Image entries for named areas:

= = = =

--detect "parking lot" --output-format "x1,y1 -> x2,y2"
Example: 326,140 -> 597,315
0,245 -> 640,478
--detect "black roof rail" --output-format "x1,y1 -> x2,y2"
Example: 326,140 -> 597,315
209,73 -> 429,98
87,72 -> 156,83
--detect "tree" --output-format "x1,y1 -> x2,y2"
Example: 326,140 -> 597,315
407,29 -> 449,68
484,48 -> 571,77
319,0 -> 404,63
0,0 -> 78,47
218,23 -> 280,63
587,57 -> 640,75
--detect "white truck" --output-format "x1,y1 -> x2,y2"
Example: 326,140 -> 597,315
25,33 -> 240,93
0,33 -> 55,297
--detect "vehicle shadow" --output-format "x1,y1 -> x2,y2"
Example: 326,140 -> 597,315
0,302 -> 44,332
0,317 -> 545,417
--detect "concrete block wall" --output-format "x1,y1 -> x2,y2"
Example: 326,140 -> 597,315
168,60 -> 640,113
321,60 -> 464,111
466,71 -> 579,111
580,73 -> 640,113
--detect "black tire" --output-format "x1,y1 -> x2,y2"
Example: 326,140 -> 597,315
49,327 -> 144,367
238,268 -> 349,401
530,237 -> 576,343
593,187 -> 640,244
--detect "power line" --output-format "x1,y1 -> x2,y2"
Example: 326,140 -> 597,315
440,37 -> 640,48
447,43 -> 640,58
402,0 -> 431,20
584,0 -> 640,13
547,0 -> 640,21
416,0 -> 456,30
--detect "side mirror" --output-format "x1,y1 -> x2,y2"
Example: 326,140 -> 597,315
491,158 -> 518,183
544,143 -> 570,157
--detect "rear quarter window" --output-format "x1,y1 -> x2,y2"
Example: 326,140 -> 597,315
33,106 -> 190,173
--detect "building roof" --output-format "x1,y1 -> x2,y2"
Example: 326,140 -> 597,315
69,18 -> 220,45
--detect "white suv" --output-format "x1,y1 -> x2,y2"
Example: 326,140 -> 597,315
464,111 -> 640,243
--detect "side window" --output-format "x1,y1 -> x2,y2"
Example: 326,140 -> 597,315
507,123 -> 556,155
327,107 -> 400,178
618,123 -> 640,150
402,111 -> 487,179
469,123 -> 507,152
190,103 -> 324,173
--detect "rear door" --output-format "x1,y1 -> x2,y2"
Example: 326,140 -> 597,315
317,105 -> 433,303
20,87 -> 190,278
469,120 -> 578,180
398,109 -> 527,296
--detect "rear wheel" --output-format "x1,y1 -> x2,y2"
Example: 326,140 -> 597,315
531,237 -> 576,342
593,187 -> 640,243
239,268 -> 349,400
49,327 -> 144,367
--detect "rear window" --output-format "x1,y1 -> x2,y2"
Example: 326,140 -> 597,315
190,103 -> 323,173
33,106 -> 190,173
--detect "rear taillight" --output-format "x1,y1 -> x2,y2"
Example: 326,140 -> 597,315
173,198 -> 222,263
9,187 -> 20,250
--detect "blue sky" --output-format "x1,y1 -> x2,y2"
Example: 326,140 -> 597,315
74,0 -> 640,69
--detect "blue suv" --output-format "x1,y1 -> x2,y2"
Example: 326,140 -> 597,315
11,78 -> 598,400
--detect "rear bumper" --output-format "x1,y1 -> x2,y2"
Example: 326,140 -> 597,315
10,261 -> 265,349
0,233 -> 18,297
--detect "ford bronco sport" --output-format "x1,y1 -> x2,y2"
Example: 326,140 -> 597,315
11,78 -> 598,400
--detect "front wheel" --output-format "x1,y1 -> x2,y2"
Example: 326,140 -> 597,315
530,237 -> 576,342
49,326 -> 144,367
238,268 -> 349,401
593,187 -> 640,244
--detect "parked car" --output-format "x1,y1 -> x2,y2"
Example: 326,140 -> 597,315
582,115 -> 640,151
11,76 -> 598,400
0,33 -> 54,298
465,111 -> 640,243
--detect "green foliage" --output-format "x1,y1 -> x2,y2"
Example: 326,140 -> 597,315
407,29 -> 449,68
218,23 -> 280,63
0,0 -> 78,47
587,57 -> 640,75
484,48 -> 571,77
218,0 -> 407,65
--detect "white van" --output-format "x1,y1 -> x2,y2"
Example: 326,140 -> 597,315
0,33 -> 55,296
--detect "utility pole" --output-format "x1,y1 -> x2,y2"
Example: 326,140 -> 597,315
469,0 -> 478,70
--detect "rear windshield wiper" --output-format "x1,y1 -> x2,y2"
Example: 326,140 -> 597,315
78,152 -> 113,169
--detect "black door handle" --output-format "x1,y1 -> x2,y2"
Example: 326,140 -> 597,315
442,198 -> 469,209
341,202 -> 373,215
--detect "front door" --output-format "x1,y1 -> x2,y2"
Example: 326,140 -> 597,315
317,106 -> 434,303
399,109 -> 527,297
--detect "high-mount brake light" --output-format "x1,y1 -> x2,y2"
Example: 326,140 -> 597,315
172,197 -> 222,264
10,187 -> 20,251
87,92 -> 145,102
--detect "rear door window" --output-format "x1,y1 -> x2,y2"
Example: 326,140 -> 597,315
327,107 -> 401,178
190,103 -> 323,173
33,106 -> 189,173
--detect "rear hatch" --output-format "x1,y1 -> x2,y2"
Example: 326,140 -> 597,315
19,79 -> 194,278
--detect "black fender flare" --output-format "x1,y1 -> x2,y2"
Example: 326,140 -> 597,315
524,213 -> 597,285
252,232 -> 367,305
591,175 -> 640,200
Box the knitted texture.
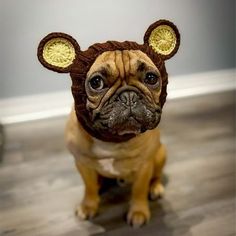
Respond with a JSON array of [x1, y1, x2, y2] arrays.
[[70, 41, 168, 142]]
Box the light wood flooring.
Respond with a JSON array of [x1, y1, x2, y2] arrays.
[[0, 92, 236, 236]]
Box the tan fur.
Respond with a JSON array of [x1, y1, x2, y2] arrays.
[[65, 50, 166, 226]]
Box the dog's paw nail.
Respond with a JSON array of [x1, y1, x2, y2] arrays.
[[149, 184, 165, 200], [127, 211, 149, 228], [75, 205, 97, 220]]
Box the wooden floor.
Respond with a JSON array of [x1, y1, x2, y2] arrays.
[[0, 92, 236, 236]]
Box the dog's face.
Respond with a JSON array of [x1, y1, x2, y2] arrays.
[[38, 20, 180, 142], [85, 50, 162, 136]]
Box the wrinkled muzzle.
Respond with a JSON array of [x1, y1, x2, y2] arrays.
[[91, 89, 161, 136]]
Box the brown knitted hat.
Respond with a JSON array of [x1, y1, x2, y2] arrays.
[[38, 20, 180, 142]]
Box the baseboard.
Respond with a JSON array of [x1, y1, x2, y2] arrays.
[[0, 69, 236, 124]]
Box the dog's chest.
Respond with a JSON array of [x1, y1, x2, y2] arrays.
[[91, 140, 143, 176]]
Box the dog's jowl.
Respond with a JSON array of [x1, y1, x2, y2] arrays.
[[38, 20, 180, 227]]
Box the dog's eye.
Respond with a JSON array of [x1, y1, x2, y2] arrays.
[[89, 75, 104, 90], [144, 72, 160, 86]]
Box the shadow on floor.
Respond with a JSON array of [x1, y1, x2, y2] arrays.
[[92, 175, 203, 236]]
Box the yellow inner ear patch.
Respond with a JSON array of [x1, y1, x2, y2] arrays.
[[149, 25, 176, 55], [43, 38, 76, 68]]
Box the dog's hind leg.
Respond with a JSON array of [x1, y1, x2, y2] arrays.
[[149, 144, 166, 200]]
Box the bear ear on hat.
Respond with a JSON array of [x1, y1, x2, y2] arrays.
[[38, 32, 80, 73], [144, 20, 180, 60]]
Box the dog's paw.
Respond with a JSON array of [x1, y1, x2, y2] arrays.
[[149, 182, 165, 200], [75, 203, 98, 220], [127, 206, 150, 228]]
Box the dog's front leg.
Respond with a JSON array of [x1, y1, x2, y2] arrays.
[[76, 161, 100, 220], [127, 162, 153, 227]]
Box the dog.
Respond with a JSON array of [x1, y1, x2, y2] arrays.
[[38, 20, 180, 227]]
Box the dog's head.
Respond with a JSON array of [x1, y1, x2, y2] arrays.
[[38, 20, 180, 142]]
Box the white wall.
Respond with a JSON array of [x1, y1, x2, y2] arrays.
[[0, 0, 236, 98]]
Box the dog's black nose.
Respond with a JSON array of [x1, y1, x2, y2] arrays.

= = = =

EXERCISE → Format the part that opens with the line containing "Box the dog's face." and closes with the line containing "[[0, 69, 236, 124]]" as a two-column CSV with the headers instruction and boxes. Give one row per item, with its text and its answer each in a single quoted field and line breaks replaced by spaces.

WRITTEN ANSWER →
instruction,boxes
"Box the dog's face. Respond with a JSON array of [x1, y1, x2, y2] arrays.","[[38, 20, 180, 142], [85, 50, 162, 136]]"
"Box the wrinkled muzzle. Respond with a JSON array of [x1, y1, x2, y2] arrays.","[[91, 89, 161, 136]]"
"Box the brown knitted hat. Respond with a JSON array of [x1, y1, x2, y2] arrays.","[[38, 20, 180, 142]]"
"Box the baseboard. Respond with a JSON array of [x1, y1, x2, y2] arrays.","[[0, 69, 236, 124]]"